■ **ACTIONS TO TAKE**:
A - Name every character the Goons play in the film summary below.
B - According to the film summary below, which company distributed the film?

■ **SOURCE DOCUMENT**:
• • • • •

- Directed by: Maclean Rogers
- Written by: Francis Charles Jimmy Grafton
- Produced by: E. J. Fancey Jimmy Grafton
- Starring: Carole Carr Harry Secombe Peter Sellers 12 Toppers Michael Bentine Spike Milligan
- Cinematography: Geoffrey Faithfull
- Edited by: Peter Mayhew
- Music by: Jack Jordan
- Production company: E.J. Fancey Productions
- Distributed by: New Realm Pictures
- Release date: October 1952;
- Running time: 75 minutes
- Country: United Kingdom
- Language: English

= Down Among the Z Men =

1952 British film by Maclean Rogers

Down Among the Z Men is a 1952 black-and-white British comedy film directed by Maclean Rogers and starring the Goons: Spike Milligan, Peter Sellers, Michael Bentine and Harry Secombe.

The movie was filmed early in the Goons' career before many of the show's recurring characters were created, and the stars only play one character each: Eccles (Milligan), Colonel Bloodnok (Sellers), Osric Pureheart (Bentine) and Harry Jones (Secombe).

• • • • •

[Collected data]
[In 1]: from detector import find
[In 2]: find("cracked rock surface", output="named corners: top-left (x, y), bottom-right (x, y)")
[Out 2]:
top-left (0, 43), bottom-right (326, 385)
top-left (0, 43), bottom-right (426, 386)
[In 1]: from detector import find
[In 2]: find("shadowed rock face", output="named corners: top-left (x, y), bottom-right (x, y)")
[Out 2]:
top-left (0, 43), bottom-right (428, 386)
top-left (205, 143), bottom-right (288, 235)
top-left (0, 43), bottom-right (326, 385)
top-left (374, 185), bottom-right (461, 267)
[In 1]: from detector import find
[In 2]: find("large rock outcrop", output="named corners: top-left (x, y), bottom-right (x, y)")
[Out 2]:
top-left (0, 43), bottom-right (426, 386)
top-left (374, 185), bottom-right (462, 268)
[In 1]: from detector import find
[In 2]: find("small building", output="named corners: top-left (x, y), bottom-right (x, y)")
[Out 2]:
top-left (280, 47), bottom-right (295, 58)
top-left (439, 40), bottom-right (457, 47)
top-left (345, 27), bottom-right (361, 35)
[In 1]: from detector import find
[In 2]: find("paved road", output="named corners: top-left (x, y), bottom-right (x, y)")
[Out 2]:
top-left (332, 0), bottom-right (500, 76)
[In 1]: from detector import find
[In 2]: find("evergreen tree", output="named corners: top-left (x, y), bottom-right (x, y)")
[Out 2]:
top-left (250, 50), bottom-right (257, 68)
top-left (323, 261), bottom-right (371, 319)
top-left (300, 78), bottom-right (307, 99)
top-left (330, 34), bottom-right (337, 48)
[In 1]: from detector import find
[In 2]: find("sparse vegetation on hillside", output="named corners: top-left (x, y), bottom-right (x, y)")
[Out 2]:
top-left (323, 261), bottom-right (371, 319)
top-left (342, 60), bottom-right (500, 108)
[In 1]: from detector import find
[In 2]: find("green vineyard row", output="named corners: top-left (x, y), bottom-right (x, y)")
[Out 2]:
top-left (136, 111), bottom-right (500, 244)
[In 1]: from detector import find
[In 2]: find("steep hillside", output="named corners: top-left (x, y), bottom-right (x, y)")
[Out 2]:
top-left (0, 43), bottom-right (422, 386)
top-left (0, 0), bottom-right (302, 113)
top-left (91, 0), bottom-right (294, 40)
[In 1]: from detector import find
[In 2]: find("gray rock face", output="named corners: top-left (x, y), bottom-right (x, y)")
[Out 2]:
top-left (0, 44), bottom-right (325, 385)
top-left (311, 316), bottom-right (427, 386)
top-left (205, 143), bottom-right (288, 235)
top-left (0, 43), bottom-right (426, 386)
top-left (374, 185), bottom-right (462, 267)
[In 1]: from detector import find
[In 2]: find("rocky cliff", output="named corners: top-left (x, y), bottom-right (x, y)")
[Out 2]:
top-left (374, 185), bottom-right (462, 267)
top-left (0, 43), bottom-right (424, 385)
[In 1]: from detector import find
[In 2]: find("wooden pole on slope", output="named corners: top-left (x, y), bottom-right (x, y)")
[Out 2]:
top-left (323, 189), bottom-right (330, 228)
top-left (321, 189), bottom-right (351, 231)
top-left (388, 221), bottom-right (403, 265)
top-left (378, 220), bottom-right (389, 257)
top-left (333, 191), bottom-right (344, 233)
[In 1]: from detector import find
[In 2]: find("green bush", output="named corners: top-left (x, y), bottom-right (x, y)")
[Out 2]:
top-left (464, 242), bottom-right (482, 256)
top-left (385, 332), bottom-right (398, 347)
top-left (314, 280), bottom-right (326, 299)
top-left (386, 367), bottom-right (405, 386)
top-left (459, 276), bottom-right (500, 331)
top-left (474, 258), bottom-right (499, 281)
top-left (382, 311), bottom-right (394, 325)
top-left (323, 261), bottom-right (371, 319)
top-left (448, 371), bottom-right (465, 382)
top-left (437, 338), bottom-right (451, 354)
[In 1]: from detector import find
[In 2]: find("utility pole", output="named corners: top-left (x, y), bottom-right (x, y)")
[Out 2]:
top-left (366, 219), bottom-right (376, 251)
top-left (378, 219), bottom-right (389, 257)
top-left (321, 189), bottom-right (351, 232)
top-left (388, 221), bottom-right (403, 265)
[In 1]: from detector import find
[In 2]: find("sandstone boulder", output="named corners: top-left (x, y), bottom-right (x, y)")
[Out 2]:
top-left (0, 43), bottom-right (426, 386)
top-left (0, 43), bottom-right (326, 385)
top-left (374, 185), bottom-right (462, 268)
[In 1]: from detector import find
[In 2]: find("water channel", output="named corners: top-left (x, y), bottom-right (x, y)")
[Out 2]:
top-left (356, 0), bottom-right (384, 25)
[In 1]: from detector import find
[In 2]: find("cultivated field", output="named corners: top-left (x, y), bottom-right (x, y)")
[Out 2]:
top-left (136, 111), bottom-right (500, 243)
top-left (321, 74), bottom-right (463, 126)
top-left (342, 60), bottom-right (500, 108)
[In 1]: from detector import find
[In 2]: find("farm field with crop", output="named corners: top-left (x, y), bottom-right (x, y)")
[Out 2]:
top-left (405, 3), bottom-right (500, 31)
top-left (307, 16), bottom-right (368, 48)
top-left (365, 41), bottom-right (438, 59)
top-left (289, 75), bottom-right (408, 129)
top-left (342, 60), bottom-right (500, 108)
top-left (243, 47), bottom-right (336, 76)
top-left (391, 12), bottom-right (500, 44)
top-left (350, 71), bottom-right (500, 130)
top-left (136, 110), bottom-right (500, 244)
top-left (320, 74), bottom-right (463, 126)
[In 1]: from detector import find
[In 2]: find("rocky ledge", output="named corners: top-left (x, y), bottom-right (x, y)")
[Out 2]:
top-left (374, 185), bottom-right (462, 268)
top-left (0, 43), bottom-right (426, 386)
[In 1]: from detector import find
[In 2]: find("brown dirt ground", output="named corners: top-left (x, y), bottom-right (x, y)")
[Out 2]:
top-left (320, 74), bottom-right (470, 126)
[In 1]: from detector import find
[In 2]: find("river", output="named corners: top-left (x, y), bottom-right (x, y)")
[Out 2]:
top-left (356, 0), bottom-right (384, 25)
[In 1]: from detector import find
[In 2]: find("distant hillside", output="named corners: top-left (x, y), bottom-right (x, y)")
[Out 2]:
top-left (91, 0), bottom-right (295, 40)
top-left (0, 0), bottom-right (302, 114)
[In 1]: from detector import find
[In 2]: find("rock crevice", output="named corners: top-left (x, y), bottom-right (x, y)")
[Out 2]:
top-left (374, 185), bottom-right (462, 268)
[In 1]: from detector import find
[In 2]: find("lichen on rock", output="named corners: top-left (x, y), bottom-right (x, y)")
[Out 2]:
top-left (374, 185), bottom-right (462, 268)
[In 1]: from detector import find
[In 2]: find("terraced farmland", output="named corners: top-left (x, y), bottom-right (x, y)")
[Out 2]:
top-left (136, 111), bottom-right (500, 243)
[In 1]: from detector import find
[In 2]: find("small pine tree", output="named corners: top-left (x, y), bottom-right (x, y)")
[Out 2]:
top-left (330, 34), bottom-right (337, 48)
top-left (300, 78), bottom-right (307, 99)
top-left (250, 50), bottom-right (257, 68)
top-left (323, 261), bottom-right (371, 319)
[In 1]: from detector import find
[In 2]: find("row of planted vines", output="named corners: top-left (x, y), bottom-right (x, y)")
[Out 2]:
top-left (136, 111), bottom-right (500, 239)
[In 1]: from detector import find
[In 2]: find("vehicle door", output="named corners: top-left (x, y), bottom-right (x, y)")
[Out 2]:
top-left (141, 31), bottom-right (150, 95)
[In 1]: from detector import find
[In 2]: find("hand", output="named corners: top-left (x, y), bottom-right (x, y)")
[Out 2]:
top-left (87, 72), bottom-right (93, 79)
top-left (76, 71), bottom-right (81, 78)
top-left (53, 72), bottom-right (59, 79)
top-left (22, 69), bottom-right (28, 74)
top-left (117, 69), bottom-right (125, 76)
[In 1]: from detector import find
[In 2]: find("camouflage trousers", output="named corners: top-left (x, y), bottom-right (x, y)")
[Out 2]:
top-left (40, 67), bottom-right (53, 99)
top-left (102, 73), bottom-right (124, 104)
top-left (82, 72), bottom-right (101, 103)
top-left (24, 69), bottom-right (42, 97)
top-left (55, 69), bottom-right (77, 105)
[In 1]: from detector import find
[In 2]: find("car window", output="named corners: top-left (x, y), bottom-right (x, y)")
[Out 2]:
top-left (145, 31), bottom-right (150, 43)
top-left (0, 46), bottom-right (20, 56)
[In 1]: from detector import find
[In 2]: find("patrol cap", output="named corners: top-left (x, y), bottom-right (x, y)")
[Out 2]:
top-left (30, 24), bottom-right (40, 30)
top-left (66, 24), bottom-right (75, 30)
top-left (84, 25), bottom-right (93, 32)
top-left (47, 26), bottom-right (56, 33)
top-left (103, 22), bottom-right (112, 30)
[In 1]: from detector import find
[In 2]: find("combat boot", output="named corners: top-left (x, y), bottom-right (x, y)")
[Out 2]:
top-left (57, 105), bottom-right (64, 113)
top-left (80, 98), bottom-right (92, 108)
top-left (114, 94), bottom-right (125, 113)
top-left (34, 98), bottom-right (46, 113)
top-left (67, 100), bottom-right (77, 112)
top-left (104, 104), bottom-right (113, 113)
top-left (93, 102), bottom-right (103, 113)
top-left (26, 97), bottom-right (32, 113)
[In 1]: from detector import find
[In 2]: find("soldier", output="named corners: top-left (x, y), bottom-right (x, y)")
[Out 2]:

• • • • •

■ **THE ANSWERS**:
A - Eccles, Colonel Bloodnok, Osric Pureheart, Harry Jones

B - New Realm Pictures